“Comparo
minha
experiência à de um pugilista que vai ao
treinamento
todos os dias. Um dia, ele trabalha sua direita, um outro, sua
defesa. […] É preciso se manter em forma se
adaptando a
contextos diferentes.” (Mickey
Rourke)
A
declaração
acima foi feita em 1985, “o ano do
dragão”. Mais de
vinte anos depois, O Lutador apresenta
Mickey Rourke no papel de Randy “The
Ram”
Robinson, wrestler profissional que teve seu auge
nos anos 80
e agora encarna o mais típico retrato de herói
decadente. Randy não se manteve em forma, não se
adaptou a contextos diferentes. Numa das cenas mais significativas do
filme, ele e Cassidy (Marisa Tomei) conversam num bar ao som de
“Round and Round”, do Ratt, clássico do
hard rock
oitentista. Eles falam de como os anos 80 foram magníficos,
porém se deixaram atropelar pela década seguinte.
Invertem, assim, a visão habitual que identifica nos 80 uma
década maldita e nos 90 uma era mais
“digna”. Para
eles, os 80 foram a golden age, os 90 foram
tão-somente
o corta-tesão, o fim precoce da festa. O mundo que viria a
seguir não se mostraria nem mais combativo, nem mais
criativo,
nem mais inteligente, apenas menos divertido. Acabou a festa, acabou
a luta, sobrou o luto.

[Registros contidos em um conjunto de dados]
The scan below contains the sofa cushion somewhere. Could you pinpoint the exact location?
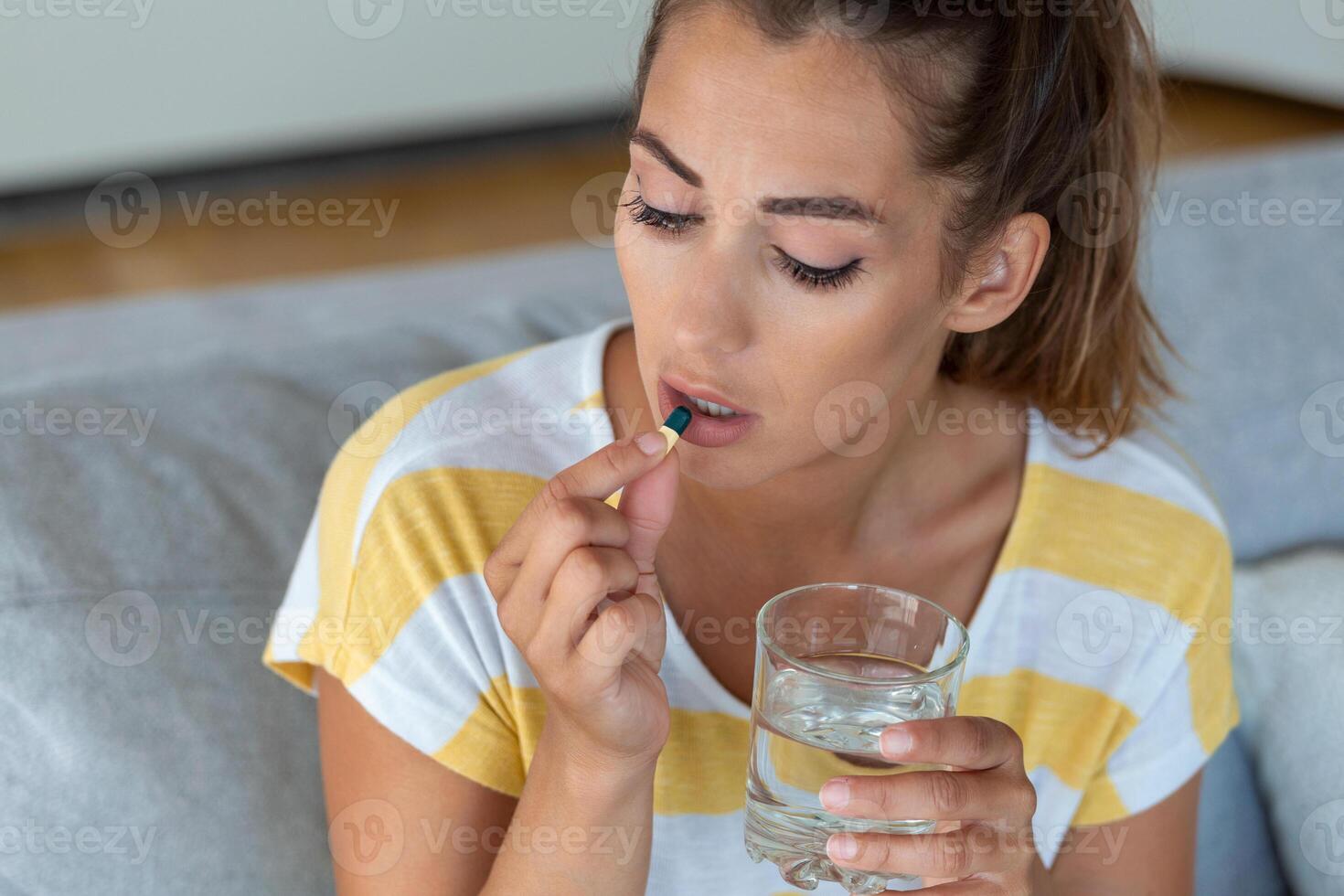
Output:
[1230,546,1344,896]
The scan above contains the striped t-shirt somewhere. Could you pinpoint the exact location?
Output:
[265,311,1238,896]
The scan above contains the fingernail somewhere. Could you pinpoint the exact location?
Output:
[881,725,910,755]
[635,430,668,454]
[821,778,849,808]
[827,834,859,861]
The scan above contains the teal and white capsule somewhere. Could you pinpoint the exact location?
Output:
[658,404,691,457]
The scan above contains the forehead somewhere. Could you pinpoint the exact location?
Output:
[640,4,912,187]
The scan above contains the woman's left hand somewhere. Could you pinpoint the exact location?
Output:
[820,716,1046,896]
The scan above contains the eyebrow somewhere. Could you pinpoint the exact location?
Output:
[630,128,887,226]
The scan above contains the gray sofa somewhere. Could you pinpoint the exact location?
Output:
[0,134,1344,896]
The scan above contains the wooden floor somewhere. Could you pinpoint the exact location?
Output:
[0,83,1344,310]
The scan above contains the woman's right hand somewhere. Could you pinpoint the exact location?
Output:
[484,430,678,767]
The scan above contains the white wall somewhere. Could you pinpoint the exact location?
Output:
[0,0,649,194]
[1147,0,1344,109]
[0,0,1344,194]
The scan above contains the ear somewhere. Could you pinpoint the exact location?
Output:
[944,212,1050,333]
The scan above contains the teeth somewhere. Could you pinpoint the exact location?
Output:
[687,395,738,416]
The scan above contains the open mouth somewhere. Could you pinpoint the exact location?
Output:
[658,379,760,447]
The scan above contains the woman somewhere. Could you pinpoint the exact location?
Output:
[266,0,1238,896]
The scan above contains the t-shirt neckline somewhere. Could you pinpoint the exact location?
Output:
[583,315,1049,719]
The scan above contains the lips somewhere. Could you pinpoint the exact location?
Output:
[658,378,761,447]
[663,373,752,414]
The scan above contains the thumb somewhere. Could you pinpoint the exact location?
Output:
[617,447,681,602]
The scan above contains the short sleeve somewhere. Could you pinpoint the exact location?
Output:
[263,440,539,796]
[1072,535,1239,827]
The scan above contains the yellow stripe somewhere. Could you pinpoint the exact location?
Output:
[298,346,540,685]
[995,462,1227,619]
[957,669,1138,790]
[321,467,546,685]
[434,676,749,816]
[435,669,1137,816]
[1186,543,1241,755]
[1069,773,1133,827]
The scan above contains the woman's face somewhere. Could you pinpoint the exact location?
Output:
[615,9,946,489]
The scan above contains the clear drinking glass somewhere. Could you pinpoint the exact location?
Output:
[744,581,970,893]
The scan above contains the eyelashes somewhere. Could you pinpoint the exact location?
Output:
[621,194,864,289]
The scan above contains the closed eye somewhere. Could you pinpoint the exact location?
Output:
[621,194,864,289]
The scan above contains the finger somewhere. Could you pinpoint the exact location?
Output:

### Suas tarefas
• a. Responda com base no texto sobre O Lutador:
(i) Em que ano Mickey Rourke fez a declaração citada no início?
(ii) Que música toca durante a conversa no bar, e de que banda ela é?
(iii) Quem interpreta Cassidy no filme?
• b. Repita o trecho do texto sobre O Lutador, começando em "Robinson, wrestler profissional" e terminando em "pela década seguinte.".
• c. Traduza para o inglês esta frase do texto sobre O Lutador: "Randy não se manteve em forma, não se adaptou a contextos diferentes."
A listagem provém de uma fonte diferente da do texto.

### Respostas em ordem
• a.
(i) Em 1985.
(ii) "Round and Round", do Ratt.
(iii) Marisa Tomei.

• b.
Robinson, wrestler profissional que teve seu auge
nos anos 80
e agora encarna o mais típico retrato de herói
decadente. Randy não se manteve em forma, não se
adaptou a contextos diferentes. Numa das cenas mais significativas do
filme, ele e Cassidy (Marisa Tomei) conversam num bar ao som de
“Round and Round”, do Ratt, clássico do
hard rock
oitentista. Eles falam de como os anos 80 foram magníficos,
porém se deixaram atropelar pela década seguinte.

• c. Randy did not stay in shape; he did not adapt to different contexts.